Directive
All entries are to be given again verbatim.

━━━ Exercise input ━━━

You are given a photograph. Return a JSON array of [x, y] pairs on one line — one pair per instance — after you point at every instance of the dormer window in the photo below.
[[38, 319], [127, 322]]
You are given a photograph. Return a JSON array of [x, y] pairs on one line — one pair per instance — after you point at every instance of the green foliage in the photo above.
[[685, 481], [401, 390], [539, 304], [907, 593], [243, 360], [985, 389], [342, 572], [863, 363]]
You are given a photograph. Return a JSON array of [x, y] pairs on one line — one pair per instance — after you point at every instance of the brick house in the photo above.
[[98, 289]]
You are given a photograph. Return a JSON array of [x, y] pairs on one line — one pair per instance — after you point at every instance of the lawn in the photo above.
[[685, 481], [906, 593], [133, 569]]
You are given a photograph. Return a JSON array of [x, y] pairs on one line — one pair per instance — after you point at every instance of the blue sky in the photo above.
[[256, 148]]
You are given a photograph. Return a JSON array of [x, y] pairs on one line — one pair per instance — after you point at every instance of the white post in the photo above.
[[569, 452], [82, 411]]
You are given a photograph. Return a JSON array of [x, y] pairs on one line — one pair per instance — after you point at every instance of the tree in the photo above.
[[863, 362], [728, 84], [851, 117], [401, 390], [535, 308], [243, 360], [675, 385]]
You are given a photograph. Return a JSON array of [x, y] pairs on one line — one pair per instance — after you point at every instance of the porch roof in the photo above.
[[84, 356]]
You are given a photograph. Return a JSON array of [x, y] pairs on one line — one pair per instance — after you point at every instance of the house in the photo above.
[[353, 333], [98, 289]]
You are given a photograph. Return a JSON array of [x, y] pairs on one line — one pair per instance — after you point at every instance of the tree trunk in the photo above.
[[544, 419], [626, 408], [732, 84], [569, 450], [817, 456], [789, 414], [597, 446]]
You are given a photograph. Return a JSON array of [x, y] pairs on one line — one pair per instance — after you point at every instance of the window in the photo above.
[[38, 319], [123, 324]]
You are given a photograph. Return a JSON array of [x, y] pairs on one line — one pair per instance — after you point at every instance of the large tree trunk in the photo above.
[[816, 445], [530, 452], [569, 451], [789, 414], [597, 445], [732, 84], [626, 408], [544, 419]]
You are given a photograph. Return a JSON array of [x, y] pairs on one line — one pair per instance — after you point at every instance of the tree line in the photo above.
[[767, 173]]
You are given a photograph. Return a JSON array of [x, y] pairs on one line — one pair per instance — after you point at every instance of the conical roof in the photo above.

━━━

Result below
You are given a photograph. Return a JSON array of [x, y] pairs on one line — one pair per instance — after you point at every instance of the dormer window in the photo below.
[[38, 319], [127, 322]]
You are given a photograph. Return a JSON array of [x, y] pairs on one line — one pair per instance — after you point at every instance of the green foliage in the photo above.
[[685, 481], [401, 390], [539, 304], [907, 593], [243, 360], [985, 389], [342, 572], [863, 363]]
You are given a photograph. Return a JSON array of [x, y] pairs on one line — one pair per instance — after you point at every instance of the brick house in the photo above.
[[98, 289]]
You are given a photograph. Return a JSON array of [x, y] pairs on one line — one pair per instance — after you point at every instance of the lawn in the photo above.
[[685, 481], [906, 593], [133, 569]]
You are given a photograph. Return a JSON array of [x, y] pairs on one line — one pair per instance — after you point at every instance of the blue sky in the photo above.
[[256, 148]]
You are given a photograph. Return a JSON array of [x, y] pairs on one line — one pair per instance — after you point at every instance of the white post in the photo above.
[[569, 452], [82, 411]]
You are given a photograph. Return a JSON array of [x, y] pairs on one line — one pair per instance — after you point at every instance of the tree in the photo above.
[[863, 362], [728, 84], [851, 117], [401, 390], [535, 308], [243, 360], [675, 385]]
You are given a photograph. Return a JSON array of [x, y] pairs on one line — one pair per instance — after you point at every instance of the porch roof in the photo above.
[[84, 356]]
You are given a photograph. Return a JSON array of [x, y] pairs on one line — one pair per instance — after you point at every instance of the house in the photo above.
[[353, 333], [98, 289]]
You are given a photograph. Return a JSON array of [x, y] pairs on one line — one pair per instance — after you point at every instance of the tree trunk in the photo above.
[[544, 419], [626, 408], [732, 84], [569, 450], [817, 456], [789, 414], [597, 446]]
You are given a photograph. Return a JSON array of [x, y] pairs on one line — one pair per instance — after you point at every instance of the window in the photo above.
[[38, 319], [123, 324]]
You are given a photograph. Return a JSON array of [x, y] pairs on one line — one pair per instance — after you point at every instance of the large tree trunk in the photo above.
[[816, 445], [530, 452], [569, 451], [789, 414], [597, 445], [732, 84], [626, 408], [544, 419]]
You are given a photograph. Return a JSON array of [x, y] pairs on one line — one pair per instance — after you point at every instance of the tree line in the photo above.
[[767, 173]]
You are given a photograph. Return a JSON array of [x, y] pairs on one line — one pair per instance — after you point at every instance of the conical roof in the photo above.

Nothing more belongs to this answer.